* _Document passage_
When you say mail-order avocado scionwood is risky, do you mean because of diseases? It is true that there are various quarantine zones, and things like sunblotch viroid or Verticillium wilt can be easily spread by cuttings. I have had a few scares with both of them when getting cuttings on Etsy or other forums. But I think you'd be pretty safe ordering scionwood from somewhere with a good reputation like tropical acres (that is the order form, here's the list that actually describes all the varieties). Most of my varieties were from the UC avocado grove, but they don't do mail order, you have to be able to pick it up from their Riverside campus in person.
Citrus cuttings are far more risky, with the HLB "greening" disease rampant in many citrus growing regions, and easily spread by grafting. I ordered my scionwood from the CCPP program in California, but that's pretty pricey. You're better off just ordering a grafted tree from a nursery unless you want something rare, it'll probably even be cheaper.
michael rowald wrote:
everything else was seeds from fruit so shouldn't have disease pass threw seeds. Wouldn't think anyway...
wow I would not have thought a disease could pass like that. That kind of sucks. What are the symtoms of this disease?Winn Sawyer wrote:
michael rowald wrote:
everything else was seeds from fruit so shouldn't have disease pass threw seeds. Wouldn't think anyway...
Unfortunately that's not true for avocados. The avocado sunblotch viroid (ASBVd) can spread via infected pollen, resulting in fruit that has infected seeds in it even if the mother tree is not infected. Most diseases do not spread by seed, you are correct, but that's a major exception for avocados at least. Even worse, seedlings that are grown from such seeds typically do not show ASBVd symptoms, but anything grafted onto them becomes infected and often shows symptoms, and the viroid can also pass to nearby trees if their roots come in contact.

* _Problems to solve_
#1 In the forum thread, how must scionwood from the UC avocado grove be obtained?
#2 List every plant disease named in the forum thread.
#3 According to the forum thread, how can an avocado seed carry the sunblotch viroid even when the mother tree is not infected?
The records play no part in these tasks.

* _Data shown_
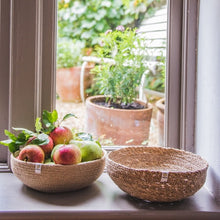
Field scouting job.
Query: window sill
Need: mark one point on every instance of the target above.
(101, 200)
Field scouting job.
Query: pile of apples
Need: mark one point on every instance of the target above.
(52, 143)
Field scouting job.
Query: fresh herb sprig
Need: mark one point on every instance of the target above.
(39, 137)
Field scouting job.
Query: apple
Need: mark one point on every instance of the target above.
(67, 155)
(90, 150)
(47, 148)
(61, 135)
(32, 153)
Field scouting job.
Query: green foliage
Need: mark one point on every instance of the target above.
(69, 53)
(155, 81)
(14, 142)
(120, 80)
(85, 20)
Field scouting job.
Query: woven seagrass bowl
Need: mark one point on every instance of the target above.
(157, 174)
(57, 178)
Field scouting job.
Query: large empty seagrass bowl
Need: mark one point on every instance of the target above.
(157, 174)
(58, 178)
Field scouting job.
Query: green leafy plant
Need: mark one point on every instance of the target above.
(85, 20)
(69, 53)
(50, 121)
(119, 81)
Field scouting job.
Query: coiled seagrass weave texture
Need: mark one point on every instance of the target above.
(156, 173)
(57, 178)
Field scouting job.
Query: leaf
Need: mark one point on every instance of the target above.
(49, 119)
(38, 125)
(69, 115)
(10, 135)
(83, 136)
(13, 147)
(6, 142)
(41, 139)
(26, 131)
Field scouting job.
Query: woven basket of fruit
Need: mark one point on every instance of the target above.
(55, 177)
(157, 174)
(53, 158)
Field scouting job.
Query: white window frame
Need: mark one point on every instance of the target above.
(31, 64)
(28, 44)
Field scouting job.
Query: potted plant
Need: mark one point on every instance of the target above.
(117, 114)
(160, 104)
(69, 55)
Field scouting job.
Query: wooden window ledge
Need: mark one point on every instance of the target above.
(101, 200)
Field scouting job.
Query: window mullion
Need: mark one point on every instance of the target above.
(173, 74)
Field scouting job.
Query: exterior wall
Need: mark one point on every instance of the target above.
(208, 92)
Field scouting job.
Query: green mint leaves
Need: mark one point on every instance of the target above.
(14, 142)
(49, 119)
(39, 137)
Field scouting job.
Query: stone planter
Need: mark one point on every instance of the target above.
(160, 120)
(68, 83)
(122, 127)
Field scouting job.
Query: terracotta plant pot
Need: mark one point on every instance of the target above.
(68, 83)
(122, 127)
(160, 120)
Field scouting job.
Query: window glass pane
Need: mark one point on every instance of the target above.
(128, 68)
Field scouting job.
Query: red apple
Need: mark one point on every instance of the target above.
(67, 155)
(47, 148)
(61, 135)
(32, 153)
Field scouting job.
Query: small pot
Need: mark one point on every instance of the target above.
(160, 120)
(121, 126)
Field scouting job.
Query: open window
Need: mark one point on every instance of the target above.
(28, 64)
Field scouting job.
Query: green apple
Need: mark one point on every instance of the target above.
(90, 150)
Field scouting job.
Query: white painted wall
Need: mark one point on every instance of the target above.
(208, 92)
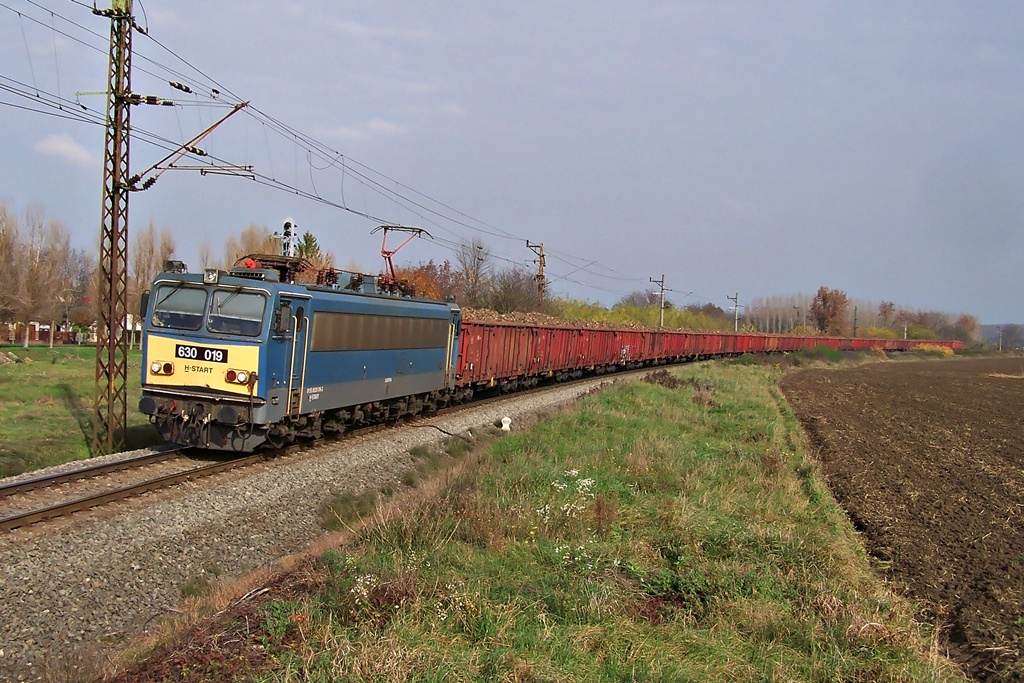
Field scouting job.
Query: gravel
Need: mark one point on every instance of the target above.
(103, 578)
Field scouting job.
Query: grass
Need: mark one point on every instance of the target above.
(46, 407)
(663, 531)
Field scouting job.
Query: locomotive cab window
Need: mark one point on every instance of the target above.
(237, 312)
(178, 307)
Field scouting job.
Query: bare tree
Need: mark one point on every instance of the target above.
(474, 261)
(205, 254)
(40, 264)
(828, 309)
(150, 249)
(253, 240)
(513, 290)
(9, 238)
(643, 299)
(309, 249)
(1012, 336)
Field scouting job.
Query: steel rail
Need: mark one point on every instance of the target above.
(88, 502)
(85, 472)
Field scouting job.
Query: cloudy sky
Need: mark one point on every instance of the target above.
(759, 147)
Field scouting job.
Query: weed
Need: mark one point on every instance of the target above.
(196, 587)
(345, 509)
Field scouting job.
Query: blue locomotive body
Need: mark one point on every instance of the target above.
(233, 360)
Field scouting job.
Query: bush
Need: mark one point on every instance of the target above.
(934, 350)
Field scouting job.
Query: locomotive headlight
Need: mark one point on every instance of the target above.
(158, 368)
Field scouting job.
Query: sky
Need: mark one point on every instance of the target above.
(734, 146)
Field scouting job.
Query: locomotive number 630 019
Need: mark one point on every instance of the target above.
(201, 353)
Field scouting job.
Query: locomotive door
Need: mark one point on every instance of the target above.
(298, 352)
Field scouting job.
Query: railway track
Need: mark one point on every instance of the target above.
(90, 501)
(86, 502)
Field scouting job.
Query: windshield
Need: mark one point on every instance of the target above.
(237, 312)
(178, 307)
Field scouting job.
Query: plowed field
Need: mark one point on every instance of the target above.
(928, 459)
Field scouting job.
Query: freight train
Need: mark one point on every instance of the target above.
(270, 352)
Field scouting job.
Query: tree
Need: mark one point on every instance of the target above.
(253, 240)
(9, 238)
(309, 249)
(887, 313)
(205, 254)
(514, 290)
(433, 281)
(1012, 336)
(474, 263)
(41, 267)
(642, 299)
(828, 310)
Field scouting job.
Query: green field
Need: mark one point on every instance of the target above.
(655, 531)
(46, 407)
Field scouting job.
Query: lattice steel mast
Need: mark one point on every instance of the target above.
(111, 417)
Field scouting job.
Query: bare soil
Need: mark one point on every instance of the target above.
(928, 459)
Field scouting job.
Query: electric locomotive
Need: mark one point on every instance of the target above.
(248, 357)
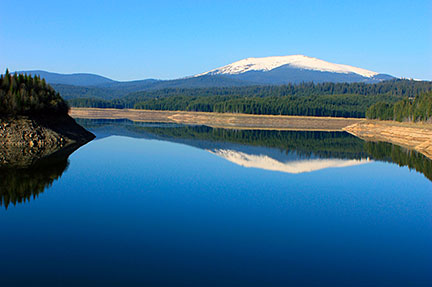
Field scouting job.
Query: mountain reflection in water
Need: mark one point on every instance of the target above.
(284, 151)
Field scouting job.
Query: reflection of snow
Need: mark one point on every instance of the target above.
(268, 163)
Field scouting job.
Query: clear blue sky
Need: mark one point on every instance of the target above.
(127, 40)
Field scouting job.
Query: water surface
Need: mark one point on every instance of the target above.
(169, 205)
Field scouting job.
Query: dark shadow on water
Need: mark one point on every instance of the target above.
(280, 145)
(20, 184)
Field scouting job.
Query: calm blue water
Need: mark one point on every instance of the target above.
(157, 206)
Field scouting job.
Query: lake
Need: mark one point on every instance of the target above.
(151, 204)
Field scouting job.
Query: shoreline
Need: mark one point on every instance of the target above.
(416, 136)
(220, 120)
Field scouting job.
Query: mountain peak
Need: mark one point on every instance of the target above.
(293, 61)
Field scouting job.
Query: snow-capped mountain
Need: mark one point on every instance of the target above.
(294, 69)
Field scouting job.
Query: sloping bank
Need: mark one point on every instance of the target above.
(25, 140)
(417, 136)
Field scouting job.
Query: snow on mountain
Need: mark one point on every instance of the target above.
(294, 61)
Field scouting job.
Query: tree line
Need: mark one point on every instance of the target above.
(22, 94)
(307, 99)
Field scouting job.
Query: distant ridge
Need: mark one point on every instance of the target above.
(294, 69)
(279, 70)
(78, 79)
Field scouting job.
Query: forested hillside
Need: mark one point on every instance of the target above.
(27, 95)
(309, 99)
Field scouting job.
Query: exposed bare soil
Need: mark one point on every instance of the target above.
(417, 136)
(220, 120)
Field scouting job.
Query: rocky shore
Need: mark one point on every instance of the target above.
(25, 140)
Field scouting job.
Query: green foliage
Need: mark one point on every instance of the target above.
(307, 99)
(26, 95)
(418, 109)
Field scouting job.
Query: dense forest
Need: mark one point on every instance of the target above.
(309, 99)
(408, 109)
(27, 95)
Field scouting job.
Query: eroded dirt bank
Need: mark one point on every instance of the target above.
(417, 136)
(25, 140)
(219, 120)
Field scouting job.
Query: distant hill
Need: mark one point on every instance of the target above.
(247, 72)
(80, 79)
(295, 69)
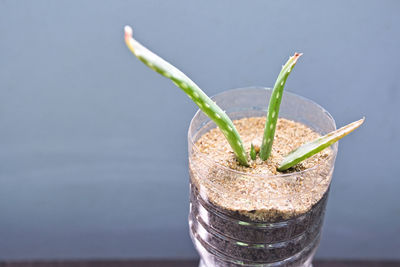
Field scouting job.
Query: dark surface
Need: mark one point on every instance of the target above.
(181, 263)
(91, 139)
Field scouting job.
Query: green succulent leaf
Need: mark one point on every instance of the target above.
(274, 105)
(208, 106)
(253, 153)
(309, 149)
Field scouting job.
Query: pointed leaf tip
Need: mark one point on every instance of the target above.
(128, 31)
(309, 149)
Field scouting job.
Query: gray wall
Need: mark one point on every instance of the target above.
(93, 160)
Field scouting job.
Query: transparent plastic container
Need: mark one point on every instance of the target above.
(226, 237)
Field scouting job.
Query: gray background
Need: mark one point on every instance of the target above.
(93, 160)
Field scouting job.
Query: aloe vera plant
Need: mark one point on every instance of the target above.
(225, 124)
(192, 90)
(273, 107)
(309, 149)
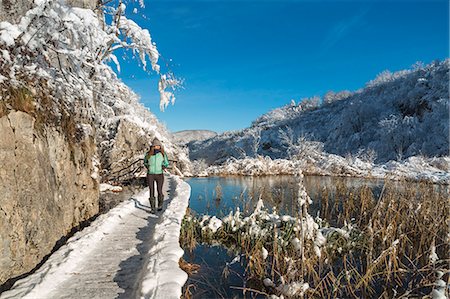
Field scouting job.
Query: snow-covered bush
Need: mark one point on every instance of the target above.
(397, 116)
(60, 55)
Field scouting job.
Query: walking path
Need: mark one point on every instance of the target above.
(126, 253)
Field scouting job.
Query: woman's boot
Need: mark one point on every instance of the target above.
(160, 201)
(152, 203)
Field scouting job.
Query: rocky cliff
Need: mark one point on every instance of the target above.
(63, 129)
(47, 177)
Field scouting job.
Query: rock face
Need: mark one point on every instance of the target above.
(46, 189)
(58, 139)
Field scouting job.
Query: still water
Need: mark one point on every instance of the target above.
(220, 195)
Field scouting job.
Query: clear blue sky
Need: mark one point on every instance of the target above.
(240, 59)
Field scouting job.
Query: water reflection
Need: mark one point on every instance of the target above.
(220, 195)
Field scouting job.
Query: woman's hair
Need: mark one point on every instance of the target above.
(152, 150)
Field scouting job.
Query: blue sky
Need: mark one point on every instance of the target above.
(240, 59)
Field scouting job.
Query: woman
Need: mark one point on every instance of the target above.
(155, 160)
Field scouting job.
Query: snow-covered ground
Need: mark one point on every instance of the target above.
(128, 252)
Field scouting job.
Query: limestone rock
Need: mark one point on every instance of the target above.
(46, 189)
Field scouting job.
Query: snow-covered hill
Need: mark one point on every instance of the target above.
(186, 136)
(395, 116)
(67, 121)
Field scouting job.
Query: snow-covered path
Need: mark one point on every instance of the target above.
(126, 253)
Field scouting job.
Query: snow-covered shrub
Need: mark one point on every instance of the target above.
(60, 54)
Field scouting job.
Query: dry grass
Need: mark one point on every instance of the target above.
(385, 255)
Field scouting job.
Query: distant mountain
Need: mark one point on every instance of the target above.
(186, 136)
(395, 116)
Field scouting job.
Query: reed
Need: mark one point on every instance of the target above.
(362, 245)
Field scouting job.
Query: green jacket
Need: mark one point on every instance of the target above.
(156, 163)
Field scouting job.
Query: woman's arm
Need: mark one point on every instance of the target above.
(165, 161)
(146, 160)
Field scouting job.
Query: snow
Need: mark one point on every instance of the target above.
(76, 72)
(164, 278)
(92, 262)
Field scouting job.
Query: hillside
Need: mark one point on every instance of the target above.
(67, 122)
(394, 117)
(186, 136)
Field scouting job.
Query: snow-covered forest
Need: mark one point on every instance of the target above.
(392, 118)
(72, 131)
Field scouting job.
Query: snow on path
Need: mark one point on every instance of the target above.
(125, 253)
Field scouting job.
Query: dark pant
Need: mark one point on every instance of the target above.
(159, 179)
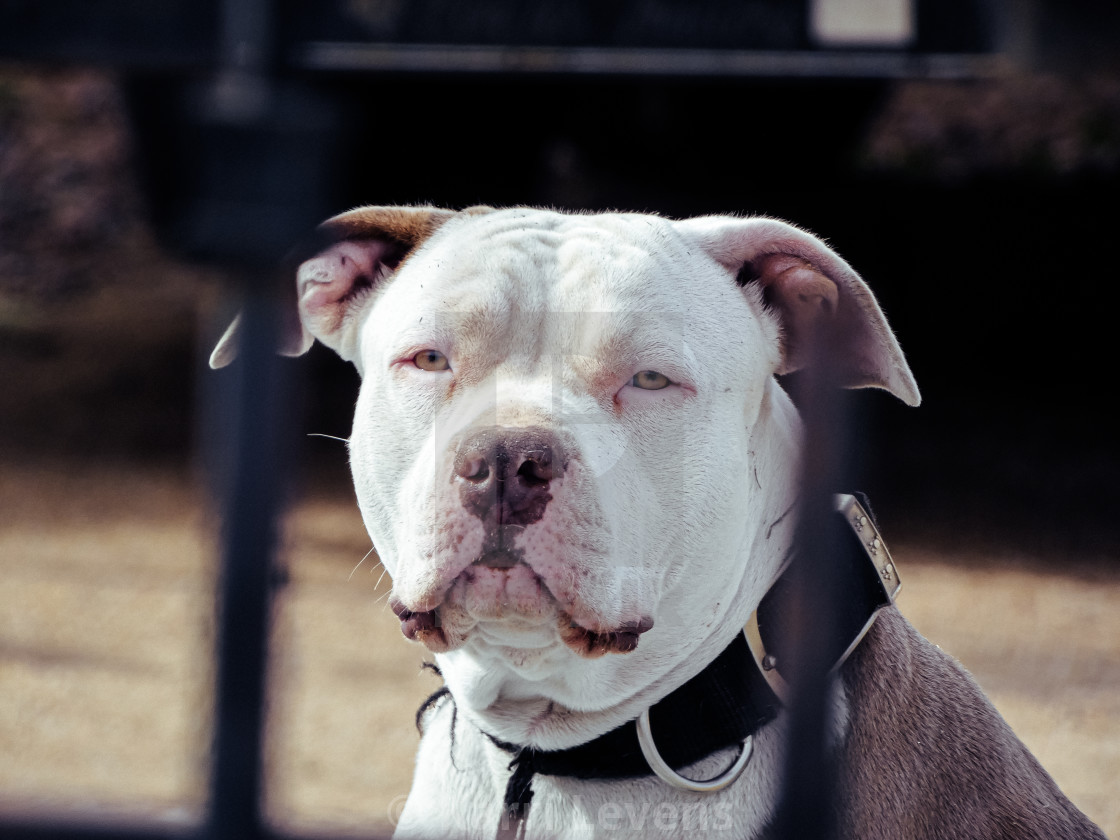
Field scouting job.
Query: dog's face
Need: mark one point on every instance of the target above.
(557, 446)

* _Task answers_
#1 It must be picked up in person from their Riverside campus, since they don't do mail order.

#2
- Sunblotch viroid (avocado sunblotch viroid, ASBVd)
- Verticillium wilt
- HLB "greening" disease

#3 The avocado sunblotch viroid can spread through infected pollen. This produces fruit with infected seeds in it, even if the mother tree is not infected.